- _Quoted passage_
Single by Kimbra

from the album Vows
- Released: 2012
- Recorded: 2011
- Genre: Funk rock; indie pop;
- Length: 4:38
- Label: Warner Bros.
- Songwriters: Kimbra; Keith Ciancia; Sonny J Mason;

Kimbra singles chronology
| "Two Way Street" (2012) | "Come into My Head" (2012) | "90s Music" (2014) |

Music video
- "Come into My Head" on YouTube

= Come into My Head =

2012 single by Kimbra

"Come into My Head" is a song performed and co-written by New Zealand recording artist Kimbra, issued as the sixth and final single from her debut studio album Vows. Although no physical single was released for the song, a music video was released, directed by Guy Franklin.

==Background and music video==
Kimbra told American Songwriter that she was "particularly excited" by the song because "it was sort of my moment to get really indulgent musically, and throw in lots of key changes and interesting rhythmic moments." She added: "it's one of the more lyrically aggressive tracks on the record and has some really fun turnarounds and surprises." Deantoni Parks (then of The Mars Volta) plays drums on the song.

- _Work task 1_
In the article on "Come into My Head," rewrite the paragraph beginning "Kimbra told American Songwriter" as a short bulleted list that keeps its main facts.
- _Work task 2_
According to the article on "Come into My Head," why was Kimbra particularly excited by the song? Answer in one to three sentences.
- _Work task 3_
Who directed the music video for the song, according to the article on "Come into My Head"?

- _Record excerpts_

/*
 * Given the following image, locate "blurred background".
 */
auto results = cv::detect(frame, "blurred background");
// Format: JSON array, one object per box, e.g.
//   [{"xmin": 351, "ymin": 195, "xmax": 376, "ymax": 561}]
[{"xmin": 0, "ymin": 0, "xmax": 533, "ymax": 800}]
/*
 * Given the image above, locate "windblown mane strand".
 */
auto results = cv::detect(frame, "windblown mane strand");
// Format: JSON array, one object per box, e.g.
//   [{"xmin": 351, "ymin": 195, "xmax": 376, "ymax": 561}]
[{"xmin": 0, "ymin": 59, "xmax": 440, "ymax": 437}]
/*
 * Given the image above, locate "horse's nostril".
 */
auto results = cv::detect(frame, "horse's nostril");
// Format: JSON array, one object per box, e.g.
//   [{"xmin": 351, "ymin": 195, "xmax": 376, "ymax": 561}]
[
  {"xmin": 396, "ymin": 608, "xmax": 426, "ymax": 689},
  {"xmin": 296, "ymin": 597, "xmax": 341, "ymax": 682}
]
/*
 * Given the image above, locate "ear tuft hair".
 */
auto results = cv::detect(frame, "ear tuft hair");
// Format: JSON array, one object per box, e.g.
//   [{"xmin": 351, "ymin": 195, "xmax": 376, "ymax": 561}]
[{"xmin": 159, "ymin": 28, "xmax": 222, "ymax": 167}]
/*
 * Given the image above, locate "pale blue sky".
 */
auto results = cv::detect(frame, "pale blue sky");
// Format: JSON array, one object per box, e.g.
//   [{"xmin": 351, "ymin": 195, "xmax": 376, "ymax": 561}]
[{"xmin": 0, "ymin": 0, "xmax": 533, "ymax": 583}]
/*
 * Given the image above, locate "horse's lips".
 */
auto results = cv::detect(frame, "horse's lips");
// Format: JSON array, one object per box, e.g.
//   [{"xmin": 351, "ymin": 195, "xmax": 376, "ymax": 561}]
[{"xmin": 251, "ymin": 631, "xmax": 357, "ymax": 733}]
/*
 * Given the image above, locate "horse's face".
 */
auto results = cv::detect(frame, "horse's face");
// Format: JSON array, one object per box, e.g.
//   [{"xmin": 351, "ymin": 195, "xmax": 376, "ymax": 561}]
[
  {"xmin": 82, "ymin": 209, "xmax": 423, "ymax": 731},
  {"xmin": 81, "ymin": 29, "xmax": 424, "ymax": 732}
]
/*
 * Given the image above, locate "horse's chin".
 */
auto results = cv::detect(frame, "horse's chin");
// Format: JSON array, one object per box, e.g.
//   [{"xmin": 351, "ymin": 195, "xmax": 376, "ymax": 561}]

- _Exercise output 1_
- Kimbra told American Songwriter she was "particularly excited" by the song.
- It gave her a chance to get musically indulgent, with many key changes and interesting rhythmic moments.
- She called it one of the more lyrically aggressive tracks on the record, with fun turnarounds and surprises.
- Deantoni Parks, then of The Mars Volta, plays drums on it.

- _Exercise output 2_
Kimbra said it was her moment to get really indulgent musically and to include lots of key changes and interesting rhythmic moments. She also called it one of the more lyrically aggressive tracks on the record, with fun turnarounds and surprises.

- _Exercise output 3_
Guy Franklin directed the music video.